(MATERIAL SUPPLIED):
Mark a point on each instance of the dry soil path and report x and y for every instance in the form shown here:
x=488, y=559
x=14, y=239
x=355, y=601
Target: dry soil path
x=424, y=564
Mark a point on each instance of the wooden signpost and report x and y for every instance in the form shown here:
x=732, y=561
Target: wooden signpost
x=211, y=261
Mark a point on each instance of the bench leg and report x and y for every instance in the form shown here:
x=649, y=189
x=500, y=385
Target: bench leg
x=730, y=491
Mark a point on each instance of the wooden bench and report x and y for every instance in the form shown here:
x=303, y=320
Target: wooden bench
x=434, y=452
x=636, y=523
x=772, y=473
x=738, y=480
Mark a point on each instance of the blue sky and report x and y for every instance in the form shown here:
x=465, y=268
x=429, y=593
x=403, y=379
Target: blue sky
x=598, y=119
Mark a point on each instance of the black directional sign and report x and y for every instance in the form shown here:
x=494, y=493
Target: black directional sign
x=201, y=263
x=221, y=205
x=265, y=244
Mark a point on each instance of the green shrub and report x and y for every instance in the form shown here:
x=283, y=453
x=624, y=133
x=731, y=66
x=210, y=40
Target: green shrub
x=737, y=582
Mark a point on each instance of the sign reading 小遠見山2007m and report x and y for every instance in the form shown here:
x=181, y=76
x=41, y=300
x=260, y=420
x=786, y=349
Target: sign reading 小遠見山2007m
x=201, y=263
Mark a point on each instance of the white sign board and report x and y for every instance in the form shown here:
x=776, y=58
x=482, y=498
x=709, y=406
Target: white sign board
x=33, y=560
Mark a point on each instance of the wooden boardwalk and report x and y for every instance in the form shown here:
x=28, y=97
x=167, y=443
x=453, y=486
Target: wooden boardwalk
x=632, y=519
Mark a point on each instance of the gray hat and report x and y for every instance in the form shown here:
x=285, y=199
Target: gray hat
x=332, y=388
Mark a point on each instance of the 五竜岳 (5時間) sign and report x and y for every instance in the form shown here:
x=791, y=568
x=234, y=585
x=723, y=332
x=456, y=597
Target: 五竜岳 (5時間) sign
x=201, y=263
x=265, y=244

(YOUR OBJECTIVE):
Each entry is to be given again, exactly as it stands.

(ANSWER SPACE):
Mark a point on each instance of the dry soil path and report x and y for every instance in the form shown here:
x=488, y=559
x=14, y=239
x=355, y=601
Target: dry soil path
x=424, y=564
Mark a point on each instance of the wooden signpost and report x and y for every instance in the form shown here:
x=732, y=561
Target: wooden signpost
x=211, y=261
Mark a point on each instance of the bench leg and report x and y for every instance in the form shown here:
x=649, y=189
x=500, y=385
Target: bench leg
x=730, y=491
Mark a point on each instance of the wooden bench and report x and y for every instance in the form shown here:
x=303, y=320
Target: wooden bench
x=434, y=452
x=636, y=523
x=772, y=473
x=738, y=480
Mark a point on each instance of the blue sky and report x and y for every instance in the form shown here:
x=465, y=268
x=429, y=593
x=403, y=379
Target: blue sky
x=598, y=119
Mark a point on each instance of the black directional sign and report x and y for every instance in the form shown here:
x=494, y=493
Target: black directional sign
x=201, y=263
x=221, y=205
x=265, y=244
Mark a point on each instance of the green shrub and report x and y for every instance in the form shown here:
x=283, y=453
x=624, y=133
x=731, y=66
x=210, y=40
Target: green shrub
x=737, y=582
Mark a point on each instance of the sign reading 小遠見山2007m and report x and y for every instance in the form shown here:
x=181, y=76
x=41, y=300
x=260, y=420
x=786, y=349
Target: sign reading 小遠見山2007m
x=201, y=263
Mark a point on each instance of the white sign board and report x and y for every instance in the form shown here:
x=776, y=58
x=482, y=498
x=709, y=406
Target: white sign board
x=33, y=560
Mark a point on each instance of the wooden boardwalk and report x and y for every instance in the form shown here:
x=28, y=97
x=167, y=443
x=453, y=486
Target: wooden boardwalk
x=632, y=519
Mark a point on each instance of the gray hat and report x and y for every instance in the form shown here:
x=285, y=199
Target: gray hat
x=332, y=388
Mark a point on each instance of the 五竜岳 (5時間) sign and report x and y for every instance in the form shown here:
x=791, y=568
x=234, y=585
x=723, y=332
x=456, y=597
Target: 五竜岳 (5時間) sign
x=201, y=263
x=265, y=244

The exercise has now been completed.